> _Aim of the task_:
Render as a numbered list every line in the records below, from the line containing "Could you please locate the beige carpet" down to the line containing "xmin=104 ymin=228 xmax=140 ymax=244", and leave out any blank lines.

[Records from a data source]
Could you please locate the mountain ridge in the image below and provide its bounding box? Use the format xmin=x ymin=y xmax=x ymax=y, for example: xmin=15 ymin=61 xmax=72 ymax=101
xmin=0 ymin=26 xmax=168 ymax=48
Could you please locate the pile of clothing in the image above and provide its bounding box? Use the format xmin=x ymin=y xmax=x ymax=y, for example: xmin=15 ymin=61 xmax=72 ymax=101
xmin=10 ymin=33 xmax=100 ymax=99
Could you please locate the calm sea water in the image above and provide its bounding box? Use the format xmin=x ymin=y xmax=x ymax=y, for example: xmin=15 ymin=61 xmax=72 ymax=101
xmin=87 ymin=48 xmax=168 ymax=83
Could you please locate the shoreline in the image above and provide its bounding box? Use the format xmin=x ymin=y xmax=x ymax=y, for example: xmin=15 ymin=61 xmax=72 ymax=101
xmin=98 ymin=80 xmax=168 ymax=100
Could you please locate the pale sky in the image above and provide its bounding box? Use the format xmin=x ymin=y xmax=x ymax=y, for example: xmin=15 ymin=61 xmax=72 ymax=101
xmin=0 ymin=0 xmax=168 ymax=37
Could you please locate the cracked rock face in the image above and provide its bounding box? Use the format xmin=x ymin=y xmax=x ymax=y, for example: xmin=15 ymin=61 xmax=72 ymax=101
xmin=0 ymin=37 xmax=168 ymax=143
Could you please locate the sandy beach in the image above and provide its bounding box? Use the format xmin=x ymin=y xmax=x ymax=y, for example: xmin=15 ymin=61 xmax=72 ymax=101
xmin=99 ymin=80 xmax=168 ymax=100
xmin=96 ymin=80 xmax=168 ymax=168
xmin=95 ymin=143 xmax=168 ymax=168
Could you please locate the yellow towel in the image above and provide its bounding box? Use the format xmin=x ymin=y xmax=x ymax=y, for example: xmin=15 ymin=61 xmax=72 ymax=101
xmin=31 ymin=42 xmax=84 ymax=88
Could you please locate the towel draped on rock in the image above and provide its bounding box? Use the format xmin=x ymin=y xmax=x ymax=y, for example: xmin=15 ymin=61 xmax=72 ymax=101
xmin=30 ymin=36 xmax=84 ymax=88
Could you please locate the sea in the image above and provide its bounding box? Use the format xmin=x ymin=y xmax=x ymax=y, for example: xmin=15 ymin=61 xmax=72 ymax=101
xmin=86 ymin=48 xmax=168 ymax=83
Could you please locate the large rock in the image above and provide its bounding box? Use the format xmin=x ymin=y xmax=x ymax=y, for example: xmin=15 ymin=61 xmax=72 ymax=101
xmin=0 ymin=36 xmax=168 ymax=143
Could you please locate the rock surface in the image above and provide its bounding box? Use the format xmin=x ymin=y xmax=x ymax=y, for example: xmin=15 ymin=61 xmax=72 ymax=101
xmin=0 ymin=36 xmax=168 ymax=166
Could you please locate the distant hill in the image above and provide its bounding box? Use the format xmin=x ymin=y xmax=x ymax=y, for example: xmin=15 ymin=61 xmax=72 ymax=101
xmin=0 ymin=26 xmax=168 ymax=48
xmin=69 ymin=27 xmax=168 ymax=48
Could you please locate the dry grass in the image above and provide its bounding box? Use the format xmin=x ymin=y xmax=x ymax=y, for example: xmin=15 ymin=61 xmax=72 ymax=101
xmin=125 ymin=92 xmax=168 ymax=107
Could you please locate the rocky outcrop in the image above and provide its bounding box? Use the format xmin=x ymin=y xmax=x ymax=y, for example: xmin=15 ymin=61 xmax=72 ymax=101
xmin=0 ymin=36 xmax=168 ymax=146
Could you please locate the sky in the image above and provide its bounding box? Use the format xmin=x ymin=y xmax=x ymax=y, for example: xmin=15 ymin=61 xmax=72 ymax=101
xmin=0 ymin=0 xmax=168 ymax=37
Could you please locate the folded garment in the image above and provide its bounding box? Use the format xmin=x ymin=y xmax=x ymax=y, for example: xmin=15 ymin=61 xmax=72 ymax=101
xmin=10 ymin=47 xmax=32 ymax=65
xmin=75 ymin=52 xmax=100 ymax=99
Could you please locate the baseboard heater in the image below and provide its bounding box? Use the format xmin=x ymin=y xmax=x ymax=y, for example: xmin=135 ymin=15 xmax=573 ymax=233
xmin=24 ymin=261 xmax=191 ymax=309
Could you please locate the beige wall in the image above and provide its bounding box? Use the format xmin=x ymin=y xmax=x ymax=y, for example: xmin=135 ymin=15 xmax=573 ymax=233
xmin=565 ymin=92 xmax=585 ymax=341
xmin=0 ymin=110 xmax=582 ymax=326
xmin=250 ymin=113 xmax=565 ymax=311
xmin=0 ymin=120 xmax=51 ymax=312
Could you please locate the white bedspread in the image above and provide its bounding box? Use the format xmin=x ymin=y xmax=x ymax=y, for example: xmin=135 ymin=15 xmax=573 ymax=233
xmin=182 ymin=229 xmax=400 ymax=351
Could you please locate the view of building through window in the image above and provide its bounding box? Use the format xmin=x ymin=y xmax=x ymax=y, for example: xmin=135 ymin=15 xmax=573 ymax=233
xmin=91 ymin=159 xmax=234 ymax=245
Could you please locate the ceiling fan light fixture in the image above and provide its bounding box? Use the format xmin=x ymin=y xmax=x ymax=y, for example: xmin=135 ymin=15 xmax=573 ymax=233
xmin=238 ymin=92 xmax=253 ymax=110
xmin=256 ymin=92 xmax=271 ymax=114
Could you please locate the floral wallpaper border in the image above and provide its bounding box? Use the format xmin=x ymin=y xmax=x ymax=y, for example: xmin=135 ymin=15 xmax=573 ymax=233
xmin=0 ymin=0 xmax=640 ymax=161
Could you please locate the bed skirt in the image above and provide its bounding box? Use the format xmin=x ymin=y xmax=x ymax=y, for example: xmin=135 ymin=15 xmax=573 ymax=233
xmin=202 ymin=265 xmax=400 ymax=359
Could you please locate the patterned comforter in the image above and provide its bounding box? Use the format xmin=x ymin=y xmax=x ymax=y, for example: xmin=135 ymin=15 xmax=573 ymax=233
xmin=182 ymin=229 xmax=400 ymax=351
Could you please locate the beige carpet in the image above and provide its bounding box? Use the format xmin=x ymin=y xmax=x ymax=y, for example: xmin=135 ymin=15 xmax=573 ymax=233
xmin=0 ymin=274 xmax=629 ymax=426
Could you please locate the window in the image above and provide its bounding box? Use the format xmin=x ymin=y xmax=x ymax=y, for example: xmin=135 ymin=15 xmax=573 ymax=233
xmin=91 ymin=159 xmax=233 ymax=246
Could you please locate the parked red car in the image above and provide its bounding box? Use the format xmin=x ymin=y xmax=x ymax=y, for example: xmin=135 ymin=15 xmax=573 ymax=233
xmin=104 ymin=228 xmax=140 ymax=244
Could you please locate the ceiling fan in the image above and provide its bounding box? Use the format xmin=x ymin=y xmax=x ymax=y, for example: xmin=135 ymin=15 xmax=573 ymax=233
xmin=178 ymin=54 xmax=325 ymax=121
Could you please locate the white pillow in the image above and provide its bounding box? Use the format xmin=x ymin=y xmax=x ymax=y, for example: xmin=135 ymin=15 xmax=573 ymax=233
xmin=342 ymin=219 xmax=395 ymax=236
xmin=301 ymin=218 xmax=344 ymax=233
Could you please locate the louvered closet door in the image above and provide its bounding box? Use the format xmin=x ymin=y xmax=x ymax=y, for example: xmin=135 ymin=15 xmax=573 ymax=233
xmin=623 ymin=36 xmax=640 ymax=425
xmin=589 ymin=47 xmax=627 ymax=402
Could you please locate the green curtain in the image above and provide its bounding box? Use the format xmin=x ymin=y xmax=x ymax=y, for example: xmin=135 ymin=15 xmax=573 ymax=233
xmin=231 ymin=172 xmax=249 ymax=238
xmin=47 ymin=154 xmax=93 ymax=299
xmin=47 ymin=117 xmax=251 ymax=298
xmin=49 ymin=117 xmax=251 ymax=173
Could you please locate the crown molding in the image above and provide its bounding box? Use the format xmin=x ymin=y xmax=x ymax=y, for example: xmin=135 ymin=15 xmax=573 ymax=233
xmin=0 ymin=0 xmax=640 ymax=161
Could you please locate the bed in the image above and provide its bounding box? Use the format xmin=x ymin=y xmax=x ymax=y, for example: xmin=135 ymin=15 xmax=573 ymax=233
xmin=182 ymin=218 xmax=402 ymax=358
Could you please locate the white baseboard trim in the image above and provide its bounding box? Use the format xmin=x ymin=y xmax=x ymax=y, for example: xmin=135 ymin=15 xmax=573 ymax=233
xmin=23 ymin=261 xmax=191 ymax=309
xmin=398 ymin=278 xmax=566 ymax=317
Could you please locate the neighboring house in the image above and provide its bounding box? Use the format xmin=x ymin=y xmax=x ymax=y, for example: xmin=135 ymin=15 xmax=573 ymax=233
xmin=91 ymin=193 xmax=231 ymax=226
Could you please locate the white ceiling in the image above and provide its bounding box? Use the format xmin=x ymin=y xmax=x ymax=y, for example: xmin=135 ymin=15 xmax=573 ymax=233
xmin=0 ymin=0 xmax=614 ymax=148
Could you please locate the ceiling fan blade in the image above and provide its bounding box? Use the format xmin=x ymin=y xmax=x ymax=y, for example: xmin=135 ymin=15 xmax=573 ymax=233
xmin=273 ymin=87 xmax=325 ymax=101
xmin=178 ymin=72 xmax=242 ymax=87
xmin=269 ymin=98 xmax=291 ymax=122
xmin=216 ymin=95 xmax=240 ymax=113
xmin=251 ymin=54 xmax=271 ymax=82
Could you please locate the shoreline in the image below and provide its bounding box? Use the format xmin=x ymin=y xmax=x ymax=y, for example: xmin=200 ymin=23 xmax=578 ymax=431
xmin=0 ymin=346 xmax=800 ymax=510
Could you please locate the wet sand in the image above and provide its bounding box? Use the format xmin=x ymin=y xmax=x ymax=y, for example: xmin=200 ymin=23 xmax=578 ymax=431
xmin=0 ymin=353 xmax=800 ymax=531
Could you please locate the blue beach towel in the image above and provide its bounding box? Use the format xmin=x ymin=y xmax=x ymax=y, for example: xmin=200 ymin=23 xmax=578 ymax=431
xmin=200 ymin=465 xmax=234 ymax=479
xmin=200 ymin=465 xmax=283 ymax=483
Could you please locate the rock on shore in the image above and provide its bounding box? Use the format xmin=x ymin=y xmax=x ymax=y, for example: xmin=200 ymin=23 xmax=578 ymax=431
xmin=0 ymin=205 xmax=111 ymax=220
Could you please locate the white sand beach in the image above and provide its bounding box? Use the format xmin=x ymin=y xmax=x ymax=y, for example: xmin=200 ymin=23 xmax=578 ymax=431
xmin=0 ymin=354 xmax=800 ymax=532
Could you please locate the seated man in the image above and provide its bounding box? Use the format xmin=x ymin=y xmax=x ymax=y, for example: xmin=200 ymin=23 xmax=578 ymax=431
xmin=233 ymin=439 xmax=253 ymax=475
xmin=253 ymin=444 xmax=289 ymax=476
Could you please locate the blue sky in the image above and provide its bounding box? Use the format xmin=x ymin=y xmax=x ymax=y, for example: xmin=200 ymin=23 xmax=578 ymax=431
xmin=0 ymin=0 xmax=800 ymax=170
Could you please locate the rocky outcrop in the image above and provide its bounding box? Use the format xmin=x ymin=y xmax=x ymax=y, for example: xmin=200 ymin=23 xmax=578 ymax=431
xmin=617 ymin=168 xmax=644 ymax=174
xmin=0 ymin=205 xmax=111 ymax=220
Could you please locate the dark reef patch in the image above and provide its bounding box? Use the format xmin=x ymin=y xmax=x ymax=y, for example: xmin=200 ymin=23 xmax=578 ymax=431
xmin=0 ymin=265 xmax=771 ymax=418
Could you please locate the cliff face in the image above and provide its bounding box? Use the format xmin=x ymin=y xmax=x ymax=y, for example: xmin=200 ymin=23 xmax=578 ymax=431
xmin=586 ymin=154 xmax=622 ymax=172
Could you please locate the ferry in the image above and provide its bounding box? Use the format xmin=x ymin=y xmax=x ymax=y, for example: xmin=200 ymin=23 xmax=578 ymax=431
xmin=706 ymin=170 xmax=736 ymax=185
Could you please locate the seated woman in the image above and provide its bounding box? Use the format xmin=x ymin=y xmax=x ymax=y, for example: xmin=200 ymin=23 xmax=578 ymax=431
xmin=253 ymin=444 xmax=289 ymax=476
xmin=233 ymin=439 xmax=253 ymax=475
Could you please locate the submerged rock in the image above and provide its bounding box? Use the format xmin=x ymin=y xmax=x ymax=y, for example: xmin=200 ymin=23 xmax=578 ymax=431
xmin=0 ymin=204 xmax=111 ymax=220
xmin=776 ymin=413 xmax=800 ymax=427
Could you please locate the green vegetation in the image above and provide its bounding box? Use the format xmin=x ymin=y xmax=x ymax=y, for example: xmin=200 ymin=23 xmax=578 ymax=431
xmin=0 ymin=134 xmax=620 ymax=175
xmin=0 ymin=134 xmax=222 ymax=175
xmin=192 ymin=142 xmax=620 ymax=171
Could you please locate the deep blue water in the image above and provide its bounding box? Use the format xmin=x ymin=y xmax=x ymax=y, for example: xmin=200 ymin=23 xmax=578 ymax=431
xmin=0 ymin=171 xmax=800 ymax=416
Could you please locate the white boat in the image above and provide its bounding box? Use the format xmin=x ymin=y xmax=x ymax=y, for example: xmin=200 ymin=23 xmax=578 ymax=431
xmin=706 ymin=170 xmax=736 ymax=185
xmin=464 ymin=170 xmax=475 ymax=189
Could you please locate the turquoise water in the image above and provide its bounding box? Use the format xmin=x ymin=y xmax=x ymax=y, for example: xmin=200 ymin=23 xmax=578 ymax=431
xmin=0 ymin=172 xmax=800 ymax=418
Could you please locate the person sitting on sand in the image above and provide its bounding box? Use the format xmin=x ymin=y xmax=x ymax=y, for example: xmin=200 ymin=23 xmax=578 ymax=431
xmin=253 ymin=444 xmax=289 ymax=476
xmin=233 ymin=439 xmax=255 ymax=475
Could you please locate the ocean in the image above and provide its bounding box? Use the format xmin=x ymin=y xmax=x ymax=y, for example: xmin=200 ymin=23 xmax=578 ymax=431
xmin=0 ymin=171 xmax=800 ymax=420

> _Result of this exercise_:
1. Could you please locate the beige carpet in the image above and provide its bounding box? Use the format xmin=x ymin=y xmax=x ymax=y, for example: xmin=135 ymin=15 xmax=573 ymax=233
2. xmin=0 ymin=274 xmax=629 ymax=426
3. Could you please locate the window in the image above and provide its bounding box? Use the format xmin=x ymin=y xmax=x ymax=y, for example: xmin=135 ymin=15 xmax=573 ymax=233
4. xmin=91 ymin=159 xmax=233 ymax=246
5. Could you please locate the parked red car in the image above and provide its bounding box? Use the format xmin=x ymin=y xmax=x ymax=y, for example: xmin=135 ymin=15 xmax=573 ymax=233
6. xmin=104 ymin=228 xmax=140 ymax=244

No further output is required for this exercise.